» **What this exercise asks**
1. Copy the stretch from "Contractor combines two pools" through "assembly labor base." in the text on CAS-covered contracts word for word.
2. Write the next part of the text on cost accounting practice changes, beginning after its final sentence.

» **Page text**
begin

Affected CAS-Covered Contracts

Affected CAS-covered contracts are those contracts on which the cost accounting practice change occurred. Affected contracts are only those that are subject to contract price or cost adjustments. Contracts may be impacted by events other than cost accounting practice changes (e.g. volume changes or contract performance changes). When the practices do not change for these contracts, they are not subject to contract price or cost adjustments.

For example, a contractor merges two indirect cost pools containing basically similar functions and activities. Pool A uses a direct labor dollar allocation base and Pool B uses a direct labor hour base and the combined pools uses a direct labor dollar base. Yes, there is a change in the selection of the allocation base for those contracts in the allocation base for Pool B but no change for those in the base of Pool A. Hence the affected CAS covered contracts are those only in the allocation base of Pool B and they are the only ones subject to a price adjustment.

Additional Material on Accounting Changes

The 2002 change included new examples of changes contractor may make that either will or will not be considered “a change in a cost accounting practice.” Examples of changes that do not meet the definition of an accounting change include:

 

Contractor allocates separate pool costs on a direct labor base, are combined into a single cost pool with a direct labor base.

Contractor combines two indirect cost pools with similar functions and activities where allocation base does not change. Two indirect pools representing similar activities, one for Product A and one for Product B both with a direct labor base are combined into a single manufacturing pool with the same direct labor base.

Contractor separates a single indirect cost pool into two indirect pools having similar functions and the allocation base stays the same. A single indirect pool allocating on total engineering test labor is separated into two pools where the base for pool E is allocated on direct test labor from one department and pool F is allocated on direct test labor from another department.

Contractor changes the method of performing a function but does not transfer the function to another pool. Costs of preparing payroll is included in a segment’s G&A pool and after the change an outside company prepares payroll whose costs remain in the segment’s G&A pool.

Contractor transfers performance of a function from one pool to another that already contains the activity. While both the segment and home office prepares payroll, the contractor transfers payroll function from the segment to the corporate home office.

The memo also contains examples of changes that do meet the definition of a change to an accounting practice. These include:

Contractor changes its allocation from an intermediate cost pool to specific identification to another. Contractor transfers security costs from an intermediate pool allocated to fabrication and total assembly pools based on direct labor and directly charges security to the fabrication and assembly pools.

Contractor combines two pools not allocated on a base of similar activities. A company accumulates manufacturing overhead in pool J and uses a manufacturing direct labor base and accumulates engineering costs in pool K using an engineering direct labor base are combined into one pool using both a manufacturing and engineering direct labor base.

Contractor separates a single pool into two where the two pools are not allocated on a similar base. A single manufacturing overhead pool allocated on direct fabrication and assembly labor is split into a fabrication overhead pool allocated on direct fabrication labor only and an assembly overhead pool allocated on a direct assembly labor base.

In a merger, overhead pools of similar activities are combined but the selection of allocation base is different than before. Segment A allocated its manufacturing overhead on a direct labor dollar base and Segment B on a direct labor hour base and when the two pools are combined after a merger, the allocation base is direct labor dollars.

end

» **Provided material**
begin

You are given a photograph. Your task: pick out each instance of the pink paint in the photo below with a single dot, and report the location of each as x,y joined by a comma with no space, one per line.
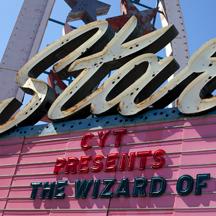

end

» **Answer set**
1.
Contractor combines two pools not allocated on a base of similar activities. A company accumulates manufacturing overhead in pool J and uses a manufacturing direct labor base and accumulates engineering costs in pool K using an engineering direct labor base are combined into one pool using both a manufacturing and engineering direct labor base.

Contractor separates a single pool into two where the two pools are not allocated on a similar base. A single manufacturing overhead pool allocated on direct fabrication and assembly labor is split into a fabrication overhead pool allocated on direct fabrication labor only and an assembly overhead pool allocated on a direct assembly labor base.

2.
Contractor separates a single indirect pool into two having similar functions but the allocation bases are different. A single pool is divided into two pools (K&L) with similar activities and pool K uses an employee headcount base while pool L uses a direct hour base.

PAYMENTS UNDER T&M CONTRACTS CONTINUES TO BE A CONFUSING ISSUE

(Editor’s Note. Payment of subcontractor labor hours under time-and-material contracts continues to be a hot topic in contracting circles. A month does not pass without a client or subscriber asking us about what they should propose or charge the government for subcontractor labor costs. Though contracting parties are free to arrange their own payment scenarios contracting terms are often silent on how subcontractor effort is to be billed to the government so the following addresses that. We came across an interesting article by Richard Johnson and Richard Snyder of Smith, Pachter, McWhorter PLC in the January 2012 issue of the Government Contract Costs, Pricing and Accounting Report that traces the historical regulations, DCAA guidance and case law on this evolving and confusing issue and argues that the latest case – Serco – that prohibits charging contract labor rates for subcontractor labor effort is flawed and should not be followed.)

The regulations and clauses related to subcontractor payments under T&M contracts contained significant ambiguities going back to the Defense Acquisition Regulation (DAR) provisions preceding the introduction of the Federal Acquisition Regulation in 1984. The DAR regulatory guidance contained no mention of how subcontract labor hours were to be treated. However, the Payments clause lumped all subcontracts into the “materials” category where there was no distinction made between subcontracts that supply labor hours for the labor portion of the contract and subcontracts that are incidental to performance of the central labor-hour task of the contract. The Payments clause of the DAR provided that “the cost of subcontracts shall be reimbursable costs hereunder…Reimbursable cost in connection with subcontracts shall be limited to the amount paid to the subcontractor in the same manner for items and services purchased directly for the contract (out of pocket cost plus applicable handling charge).”

The regulations covering T&M contracts were largely unchanged with the initial publication of the FAR in 1984. It did expand on “handling charges” stating it included all appropriate indirect costs allocated to direct materials in accordance with the contractor’s usual accounting procedures and added that the amounts cannot be included as handling charges if they were taken into account when computing indirect rates applicable to direct labor rates. The new FAR Payments clause at FAR 52.232.7 was also largely unchanged from the DAR version except now applicable G&A costs were to be explicitly applied to “material and subcontract” costs and that “letting, administration or supervision costs” could not be applied to material costs if they were included in the indirect costs added to direct labor rates. Though additional changes were made to the Payments clause in 1997, 2000, 2002 and 2005 none altered the substance of terms applicable to subcontract payments and those provisions provided the initial judicial interpretation in the following Software Research Associates case discussed below.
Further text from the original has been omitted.